# WHAT TO PRODUCE:
Repeat exactly the lines below that lie between the line with "One point lands on each instance of the modern" and the line with "One point lands on each instance of the building", counting both of those lines as part of the answer.

# TASK INPUT:
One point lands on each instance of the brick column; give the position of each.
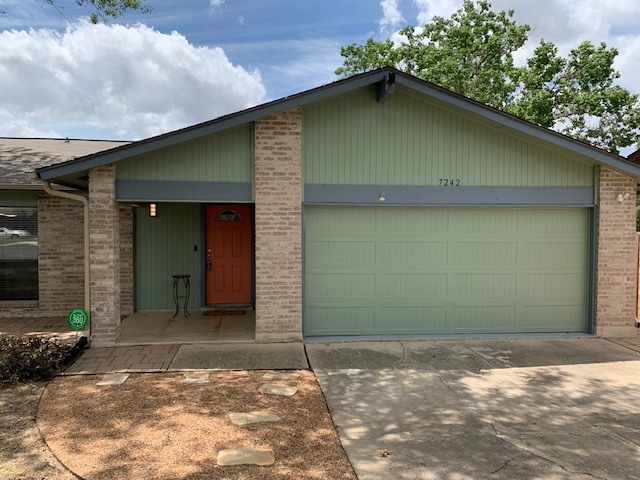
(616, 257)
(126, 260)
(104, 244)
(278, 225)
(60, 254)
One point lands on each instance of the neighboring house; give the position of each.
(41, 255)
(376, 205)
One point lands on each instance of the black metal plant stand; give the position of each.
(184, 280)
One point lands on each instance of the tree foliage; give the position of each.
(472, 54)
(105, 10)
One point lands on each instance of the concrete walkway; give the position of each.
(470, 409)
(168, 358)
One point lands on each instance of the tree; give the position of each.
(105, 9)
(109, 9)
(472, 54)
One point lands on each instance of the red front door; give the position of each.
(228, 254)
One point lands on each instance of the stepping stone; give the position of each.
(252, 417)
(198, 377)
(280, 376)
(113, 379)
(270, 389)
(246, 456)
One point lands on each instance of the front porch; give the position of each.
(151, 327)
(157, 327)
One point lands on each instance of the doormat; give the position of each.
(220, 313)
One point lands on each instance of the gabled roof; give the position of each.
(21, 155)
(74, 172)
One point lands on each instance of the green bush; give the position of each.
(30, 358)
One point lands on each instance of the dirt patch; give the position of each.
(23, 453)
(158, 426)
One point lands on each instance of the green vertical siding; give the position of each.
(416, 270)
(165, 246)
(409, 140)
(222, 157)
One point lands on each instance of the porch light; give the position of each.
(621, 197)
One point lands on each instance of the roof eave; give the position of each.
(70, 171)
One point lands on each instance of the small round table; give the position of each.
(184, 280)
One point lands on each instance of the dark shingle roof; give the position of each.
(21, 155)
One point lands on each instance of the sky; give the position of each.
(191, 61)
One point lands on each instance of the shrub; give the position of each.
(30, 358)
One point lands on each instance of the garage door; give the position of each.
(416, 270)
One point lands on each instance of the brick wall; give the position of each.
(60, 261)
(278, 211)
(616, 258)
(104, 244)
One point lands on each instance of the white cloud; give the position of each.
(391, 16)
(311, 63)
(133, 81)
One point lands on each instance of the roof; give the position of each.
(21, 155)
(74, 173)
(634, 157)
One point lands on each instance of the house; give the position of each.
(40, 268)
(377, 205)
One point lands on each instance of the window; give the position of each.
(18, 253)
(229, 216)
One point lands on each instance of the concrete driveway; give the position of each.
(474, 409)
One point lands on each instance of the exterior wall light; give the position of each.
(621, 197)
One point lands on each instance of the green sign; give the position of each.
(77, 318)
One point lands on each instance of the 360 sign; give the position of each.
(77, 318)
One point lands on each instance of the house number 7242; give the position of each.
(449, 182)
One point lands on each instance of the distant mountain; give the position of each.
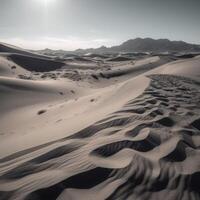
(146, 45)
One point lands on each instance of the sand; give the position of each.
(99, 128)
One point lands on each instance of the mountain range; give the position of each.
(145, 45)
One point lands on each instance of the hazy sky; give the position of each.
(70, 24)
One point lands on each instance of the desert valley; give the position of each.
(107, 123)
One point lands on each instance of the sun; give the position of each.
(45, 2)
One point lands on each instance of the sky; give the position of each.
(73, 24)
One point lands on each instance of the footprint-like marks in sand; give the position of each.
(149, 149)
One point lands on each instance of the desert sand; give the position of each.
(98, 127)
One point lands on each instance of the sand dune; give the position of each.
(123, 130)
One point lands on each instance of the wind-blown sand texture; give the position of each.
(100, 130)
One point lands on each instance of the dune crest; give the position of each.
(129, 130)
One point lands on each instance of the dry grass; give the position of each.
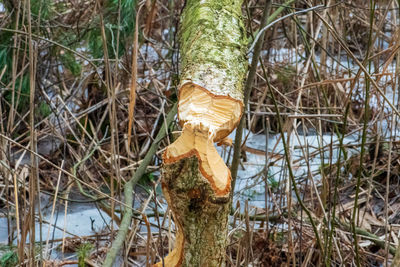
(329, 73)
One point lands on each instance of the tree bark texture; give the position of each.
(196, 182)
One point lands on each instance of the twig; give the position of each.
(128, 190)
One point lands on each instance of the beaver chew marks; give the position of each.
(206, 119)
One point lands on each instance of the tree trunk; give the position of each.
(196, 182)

* * *

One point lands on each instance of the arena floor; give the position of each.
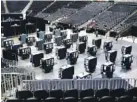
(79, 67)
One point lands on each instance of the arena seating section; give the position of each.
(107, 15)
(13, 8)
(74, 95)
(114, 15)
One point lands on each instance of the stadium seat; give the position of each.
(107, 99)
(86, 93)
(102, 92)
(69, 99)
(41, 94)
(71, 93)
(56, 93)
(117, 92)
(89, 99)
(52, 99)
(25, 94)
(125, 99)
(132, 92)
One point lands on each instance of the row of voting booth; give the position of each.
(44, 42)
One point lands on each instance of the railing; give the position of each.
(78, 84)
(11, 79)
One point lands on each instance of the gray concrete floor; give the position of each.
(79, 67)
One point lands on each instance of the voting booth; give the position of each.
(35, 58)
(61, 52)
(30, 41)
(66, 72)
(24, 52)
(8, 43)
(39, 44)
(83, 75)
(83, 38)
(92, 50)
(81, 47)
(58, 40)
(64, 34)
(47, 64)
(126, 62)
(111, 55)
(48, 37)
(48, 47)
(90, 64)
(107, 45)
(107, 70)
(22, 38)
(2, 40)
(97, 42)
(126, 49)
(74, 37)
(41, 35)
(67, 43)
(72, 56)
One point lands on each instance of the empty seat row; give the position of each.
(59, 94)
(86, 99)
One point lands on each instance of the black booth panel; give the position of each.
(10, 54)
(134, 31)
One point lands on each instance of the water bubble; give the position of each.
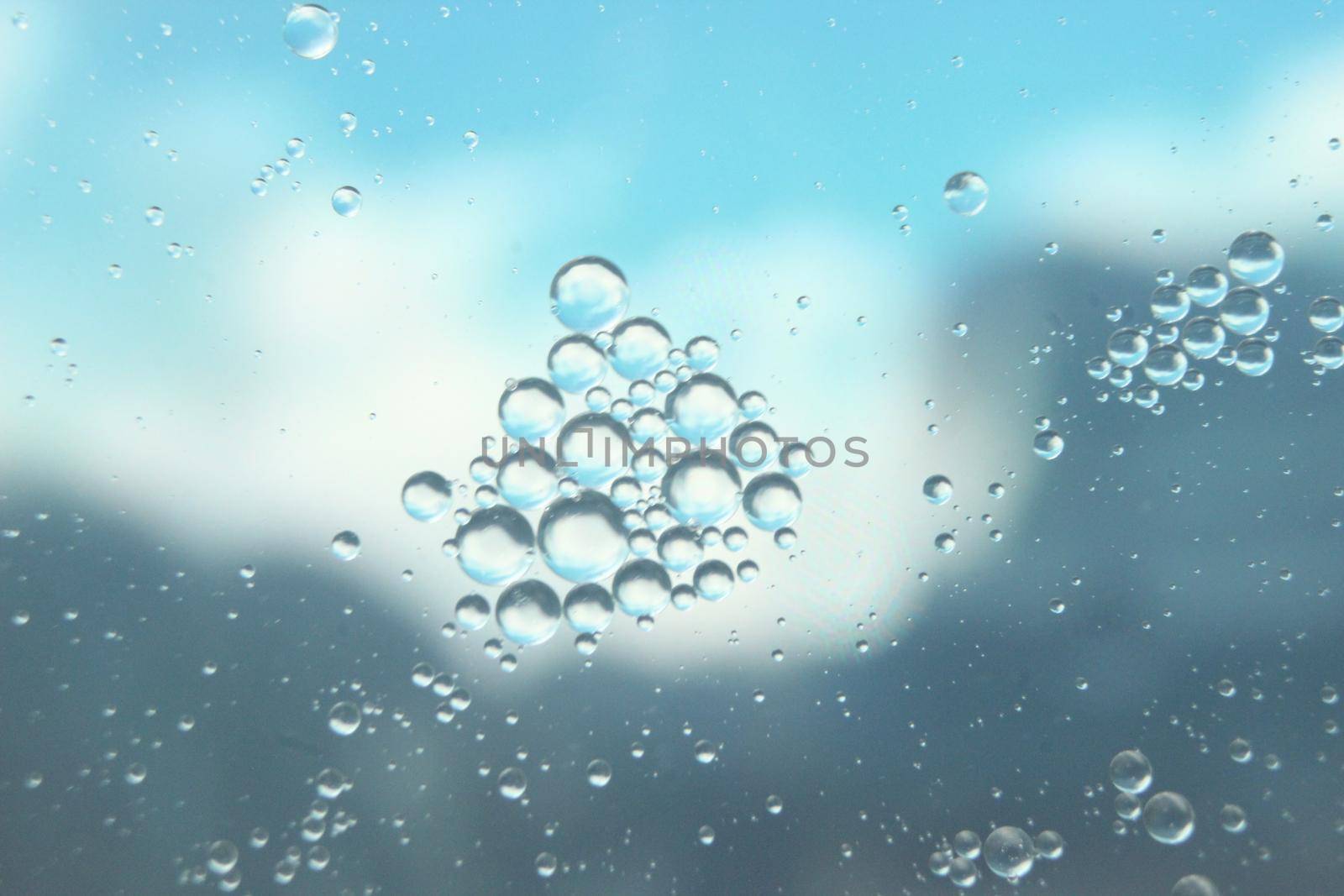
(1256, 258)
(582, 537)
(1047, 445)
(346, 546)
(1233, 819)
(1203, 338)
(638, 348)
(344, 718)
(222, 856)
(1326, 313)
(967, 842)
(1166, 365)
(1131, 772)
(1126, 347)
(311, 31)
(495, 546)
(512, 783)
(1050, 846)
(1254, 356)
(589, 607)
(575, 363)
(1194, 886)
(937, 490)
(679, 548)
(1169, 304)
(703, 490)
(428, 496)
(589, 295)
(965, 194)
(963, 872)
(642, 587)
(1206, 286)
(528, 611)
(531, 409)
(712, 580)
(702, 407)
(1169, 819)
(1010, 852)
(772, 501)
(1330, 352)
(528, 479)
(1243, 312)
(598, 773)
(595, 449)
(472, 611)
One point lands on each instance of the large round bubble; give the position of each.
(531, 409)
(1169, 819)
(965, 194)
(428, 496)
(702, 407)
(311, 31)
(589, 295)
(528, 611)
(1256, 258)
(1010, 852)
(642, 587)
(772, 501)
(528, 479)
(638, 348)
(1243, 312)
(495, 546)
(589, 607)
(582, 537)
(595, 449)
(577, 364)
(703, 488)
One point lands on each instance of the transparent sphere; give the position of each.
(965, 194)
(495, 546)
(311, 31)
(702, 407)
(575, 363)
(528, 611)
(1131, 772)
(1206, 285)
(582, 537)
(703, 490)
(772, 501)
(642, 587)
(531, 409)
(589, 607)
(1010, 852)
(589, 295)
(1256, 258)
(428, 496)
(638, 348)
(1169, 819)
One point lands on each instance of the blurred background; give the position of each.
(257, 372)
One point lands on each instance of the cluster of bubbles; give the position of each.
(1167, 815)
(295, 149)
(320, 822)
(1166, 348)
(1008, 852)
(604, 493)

* * *

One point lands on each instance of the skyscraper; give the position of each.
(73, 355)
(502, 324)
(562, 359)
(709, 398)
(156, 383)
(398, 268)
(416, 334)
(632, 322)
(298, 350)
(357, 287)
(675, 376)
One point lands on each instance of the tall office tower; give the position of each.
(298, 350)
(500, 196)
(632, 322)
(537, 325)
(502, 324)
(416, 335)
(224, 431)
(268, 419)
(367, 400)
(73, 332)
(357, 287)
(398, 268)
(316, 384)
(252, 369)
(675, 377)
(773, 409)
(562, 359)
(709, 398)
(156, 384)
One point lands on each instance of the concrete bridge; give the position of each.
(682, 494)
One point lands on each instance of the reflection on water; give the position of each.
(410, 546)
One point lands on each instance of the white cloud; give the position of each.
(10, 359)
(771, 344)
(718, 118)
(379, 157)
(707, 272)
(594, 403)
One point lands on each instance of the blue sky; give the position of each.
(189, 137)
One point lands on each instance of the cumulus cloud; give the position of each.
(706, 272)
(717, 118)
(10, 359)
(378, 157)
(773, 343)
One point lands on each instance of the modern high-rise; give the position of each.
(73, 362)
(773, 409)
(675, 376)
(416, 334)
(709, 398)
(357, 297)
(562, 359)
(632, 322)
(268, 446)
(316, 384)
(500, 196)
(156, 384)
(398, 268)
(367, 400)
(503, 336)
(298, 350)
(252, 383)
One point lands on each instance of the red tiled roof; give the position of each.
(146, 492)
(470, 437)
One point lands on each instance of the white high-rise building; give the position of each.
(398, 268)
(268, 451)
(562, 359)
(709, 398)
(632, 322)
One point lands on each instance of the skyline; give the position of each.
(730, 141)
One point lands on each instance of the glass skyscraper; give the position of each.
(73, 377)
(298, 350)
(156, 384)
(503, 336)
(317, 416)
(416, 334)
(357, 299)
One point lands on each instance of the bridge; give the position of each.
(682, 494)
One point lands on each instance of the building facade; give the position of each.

# ANSWER AREA:
One point lands on each instance of the modern high-rise; give the position of each.
(73, 362)
(773, 409)
(675, 376)
(416, 334)
(709, 398)
(357, 297)
(562, 359)
(632, 322)
(268, 446)
(316, 384)
(500, 196)
(156, 384)
(398, 268)
(367, 400)
(503, 336)
(298, 350)
(252, 383)
One point lands on each instance of the red tiled roof; give the position of each.
(146, 492)
(470, 437)
One point lands on each instance of the white high-rise building; give the position of each.
(398, 268)
(268, 451)
(562, 359)
(709, 398)
(632, 322)
One point lands on each instance of the skyline; give the position of each.
(730, 141)
One point lands on each instance of the glass skyscraper; give the position of each.
(73, 377)
(298, 350)
(156, 384)
(503, 336)
(317, 416)
(416, 334)
(357, 299)
One point lands on each instance of the bridge; give the position of each.
(682, 494)
One point lands on each instance of the building facade; give the position of each.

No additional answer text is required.